Start of TEXT SEGMENT
Israel says Hamas ‘will be disarmed’ after group proposes weapons freeze

Updated 3 sec ago
Follow

Israel says Hamas ‘will be disarmed’ after group proposes weapons freeze

  • A top Hamas leader said on Wednesday that the militant group is open to a weapons “freeze,” but rejects the demand for disarmament

DOHA: Israel said on Thursday that Hamas “will be disarmed” as part of the US-sponsored peace plan for Gaza, after a top leader from the Islamist movement suggested a weapons freeze.
“There will be no future for Hamas under the 20-point plan. The terror group will be disarmed and Gaza will be demilitarised,” the Israeli official told AFP.
Hamas’s Khaled Meshaal told Qatari news channel Al Jazeera on Wednesday that the militant group is open to a weapons “freeze,” but rejects the demand for disarmament put forward in US President Donald Trump’s plan for Gaza.

A top Hamas leader told Qatari news channel Al Jazeera on Wednesday that the militant group is open to a weapons “freeze,” but rejects the demand for disarmament put forward in the US-sponsored peace plan for Gaza.
“The idea of total disarmament is unacceptable to the resistance (Hamas). What is being proposed is a freeze, or storage (of weapons)... to provide guarantees against any military escalation from Gaza with the Israeli occupation,” said Khaled Meshaal in an interview aired Wednesday.
“This is the idea we’re discussing with the mediators, and I believe that with pragmatic American thinking... such a vision could be agreed upon with the US administration,” he said.
The US-sponsored ceasefire deal, in effect since October 10, halted the war that began after Hamas’s deadly attack on Israel on October 7, 2023. But it remains fragile as Israel and Hamas accuse each other almost daily of breaches.
The agreement is composed of three phases. Israeli Prime Minister Benjamin Netanyahu recently indicated that it was about to enter the second phase.
Under that phase Israeli troops would further withdraw from their positions in Gaza and be replaced by an international stabilization force (ISF), while Hamas would lay down its weapons.
End of TEXT SEGMENT
Start of DATASET RECORDS
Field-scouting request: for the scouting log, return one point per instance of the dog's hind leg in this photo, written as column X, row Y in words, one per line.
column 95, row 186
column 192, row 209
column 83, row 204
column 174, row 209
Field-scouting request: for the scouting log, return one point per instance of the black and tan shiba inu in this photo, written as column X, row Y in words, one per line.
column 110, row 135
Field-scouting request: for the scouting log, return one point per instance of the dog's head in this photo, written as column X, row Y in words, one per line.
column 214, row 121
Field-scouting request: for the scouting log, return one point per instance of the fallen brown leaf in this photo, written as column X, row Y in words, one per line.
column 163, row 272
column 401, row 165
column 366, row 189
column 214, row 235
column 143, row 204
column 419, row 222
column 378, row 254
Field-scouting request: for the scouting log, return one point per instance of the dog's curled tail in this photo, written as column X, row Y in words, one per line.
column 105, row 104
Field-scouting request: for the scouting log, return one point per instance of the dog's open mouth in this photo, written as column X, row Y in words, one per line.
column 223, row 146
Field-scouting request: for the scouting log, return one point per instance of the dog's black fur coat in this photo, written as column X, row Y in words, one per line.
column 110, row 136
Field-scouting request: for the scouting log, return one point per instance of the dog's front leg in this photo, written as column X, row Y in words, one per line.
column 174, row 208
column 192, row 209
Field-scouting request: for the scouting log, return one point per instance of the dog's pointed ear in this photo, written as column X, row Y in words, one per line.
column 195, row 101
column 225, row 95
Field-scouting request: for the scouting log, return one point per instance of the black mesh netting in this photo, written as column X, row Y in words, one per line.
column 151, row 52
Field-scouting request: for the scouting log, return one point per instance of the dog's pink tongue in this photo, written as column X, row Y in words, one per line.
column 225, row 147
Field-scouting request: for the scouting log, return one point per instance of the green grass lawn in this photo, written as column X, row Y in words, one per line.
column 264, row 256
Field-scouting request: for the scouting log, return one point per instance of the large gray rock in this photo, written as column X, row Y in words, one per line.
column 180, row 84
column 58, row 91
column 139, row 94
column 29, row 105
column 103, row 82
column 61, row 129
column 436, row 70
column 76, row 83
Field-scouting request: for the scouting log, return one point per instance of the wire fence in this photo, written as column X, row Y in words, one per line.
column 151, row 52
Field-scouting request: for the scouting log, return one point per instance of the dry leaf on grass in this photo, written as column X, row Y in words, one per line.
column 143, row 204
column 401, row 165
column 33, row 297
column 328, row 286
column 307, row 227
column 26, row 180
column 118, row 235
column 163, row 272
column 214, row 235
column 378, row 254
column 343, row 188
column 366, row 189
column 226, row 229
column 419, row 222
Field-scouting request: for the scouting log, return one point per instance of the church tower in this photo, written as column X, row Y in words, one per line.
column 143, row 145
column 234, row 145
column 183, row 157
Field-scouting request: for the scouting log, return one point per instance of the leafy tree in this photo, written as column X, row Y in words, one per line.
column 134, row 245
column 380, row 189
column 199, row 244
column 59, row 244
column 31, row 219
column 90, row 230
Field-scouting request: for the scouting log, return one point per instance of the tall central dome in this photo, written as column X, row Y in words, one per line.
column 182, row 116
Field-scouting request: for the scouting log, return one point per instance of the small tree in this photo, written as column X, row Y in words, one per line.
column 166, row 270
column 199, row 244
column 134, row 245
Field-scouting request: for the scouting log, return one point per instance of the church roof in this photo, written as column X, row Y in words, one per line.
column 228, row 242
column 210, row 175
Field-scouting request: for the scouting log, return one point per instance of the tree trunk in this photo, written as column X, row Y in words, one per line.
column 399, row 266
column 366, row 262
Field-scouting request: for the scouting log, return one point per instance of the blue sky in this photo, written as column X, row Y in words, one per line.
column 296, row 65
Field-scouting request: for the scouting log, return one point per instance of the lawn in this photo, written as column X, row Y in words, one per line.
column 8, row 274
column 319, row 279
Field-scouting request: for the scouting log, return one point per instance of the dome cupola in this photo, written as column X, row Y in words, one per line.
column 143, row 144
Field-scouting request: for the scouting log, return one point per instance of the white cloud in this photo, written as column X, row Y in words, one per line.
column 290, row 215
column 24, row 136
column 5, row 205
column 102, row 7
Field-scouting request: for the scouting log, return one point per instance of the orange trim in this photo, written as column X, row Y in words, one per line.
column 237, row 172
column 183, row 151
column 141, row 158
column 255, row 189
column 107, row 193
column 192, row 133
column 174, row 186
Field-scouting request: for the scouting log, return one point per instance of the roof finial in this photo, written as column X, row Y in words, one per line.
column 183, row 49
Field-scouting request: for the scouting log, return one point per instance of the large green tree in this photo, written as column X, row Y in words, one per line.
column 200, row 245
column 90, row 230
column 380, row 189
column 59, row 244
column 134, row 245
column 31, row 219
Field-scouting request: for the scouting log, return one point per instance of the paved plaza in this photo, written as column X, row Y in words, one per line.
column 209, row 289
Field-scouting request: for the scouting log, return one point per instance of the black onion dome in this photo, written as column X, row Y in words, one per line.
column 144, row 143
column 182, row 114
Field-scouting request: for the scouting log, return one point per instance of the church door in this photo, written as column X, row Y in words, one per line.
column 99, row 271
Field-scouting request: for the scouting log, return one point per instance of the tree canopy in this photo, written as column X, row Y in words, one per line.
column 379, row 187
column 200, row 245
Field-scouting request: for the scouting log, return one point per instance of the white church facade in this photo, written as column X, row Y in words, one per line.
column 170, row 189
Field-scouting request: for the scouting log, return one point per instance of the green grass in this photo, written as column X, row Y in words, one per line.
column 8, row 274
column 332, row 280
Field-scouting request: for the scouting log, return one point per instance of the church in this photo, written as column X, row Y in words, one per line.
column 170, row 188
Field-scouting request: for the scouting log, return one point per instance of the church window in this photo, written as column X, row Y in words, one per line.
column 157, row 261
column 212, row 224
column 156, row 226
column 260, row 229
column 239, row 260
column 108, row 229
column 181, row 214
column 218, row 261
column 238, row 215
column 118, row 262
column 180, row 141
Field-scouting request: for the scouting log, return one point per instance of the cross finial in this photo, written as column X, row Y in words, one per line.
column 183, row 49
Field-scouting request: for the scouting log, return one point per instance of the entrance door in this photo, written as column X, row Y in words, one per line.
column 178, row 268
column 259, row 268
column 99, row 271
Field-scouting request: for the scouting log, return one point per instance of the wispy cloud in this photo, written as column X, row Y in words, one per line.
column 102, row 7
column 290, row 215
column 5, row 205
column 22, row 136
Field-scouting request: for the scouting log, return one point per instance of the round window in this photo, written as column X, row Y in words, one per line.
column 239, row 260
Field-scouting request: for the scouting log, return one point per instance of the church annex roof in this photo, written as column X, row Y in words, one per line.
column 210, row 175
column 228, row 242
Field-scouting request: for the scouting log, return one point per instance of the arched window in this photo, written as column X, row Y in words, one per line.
End of DATASET RECORDS
### WHAT THE TASK REQUIRES
Could you continue the news report on Israel and Hamas disarmament from the sentence about the second phase of the Gaza ceasefire?

### RESULT OF THIS EXERCISE
Netanyahu is expected to meet with US President Donald Trump in the US later this month to discuss the steps forward in the truce.
But the Palestinian militant group has indicated it would not agree to giving up its arsenal.
“Disarmament for a Palestinian means stripping away his very soul. Let’s achieve that goal another way,” Meshaal added.
In the first phase of the deal Palestinian militants committed to releasing the remaining 48 living and dead captives held in the territory. All of the hostages have so far been released except for one body.
In exchange, Israel has released nearly 2,000 Palestinian prisoners in its custody and returned the bodies of hundreds of dead Palestinians.
As for the international peacekeeping force, Meshaal said the group was open to its deployment along Gaza’s border with Israel, but would not agree to it operating inside the Palestinian territory, calling such a plan an “occupation.”
“We have no objection to international forces or international stabilization forces being deployed along the border, like UNIFIL,” he said, referring to the UN peacekeeping force deployed in southern Lebanon near the Israeli border.
“They would separate Gaza from the occupation,” he added, referring to Israel.
“As for the presence of international forces inside Gaza, in Palestinian culture and consciousness that means an occupying force.”
Mediators as well as Arab and Islamic nations, he said, could act as “guarantors” that there would be no escalation originating from inside Gaza.
“The danger comes from the Zionist entity, not from Gaza,” he added, referring to Israel.